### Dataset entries
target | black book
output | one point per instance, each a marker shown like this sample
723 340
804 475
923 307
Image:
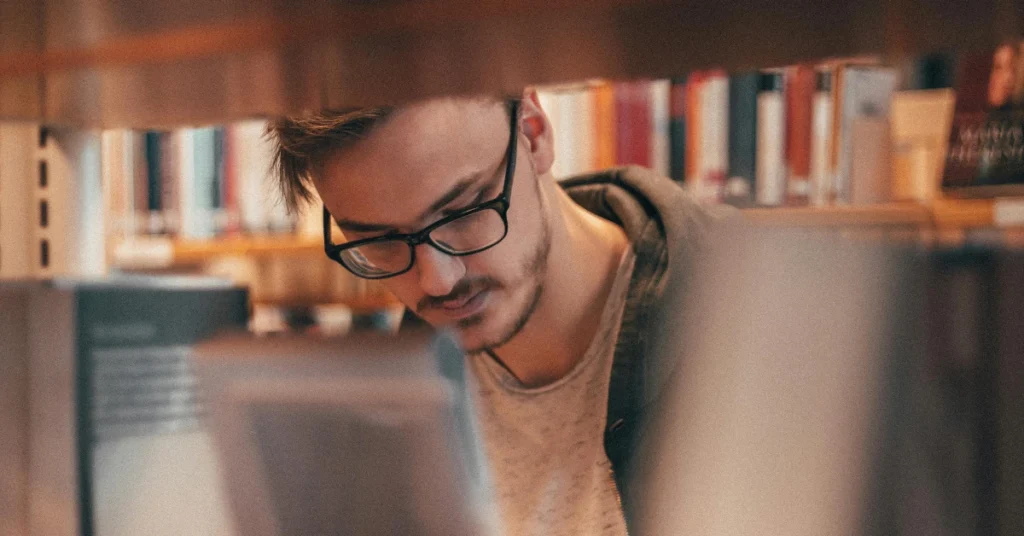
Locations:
742 138
104 385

### Exercise objective
Pictures are to be left out; the records above must be repeated word for word.

### Exercise solution
target | black book
output | one point per instance, each a marker shown like this sample
723 340
804 475
923 307
Image:
Locations:
742 138
104 385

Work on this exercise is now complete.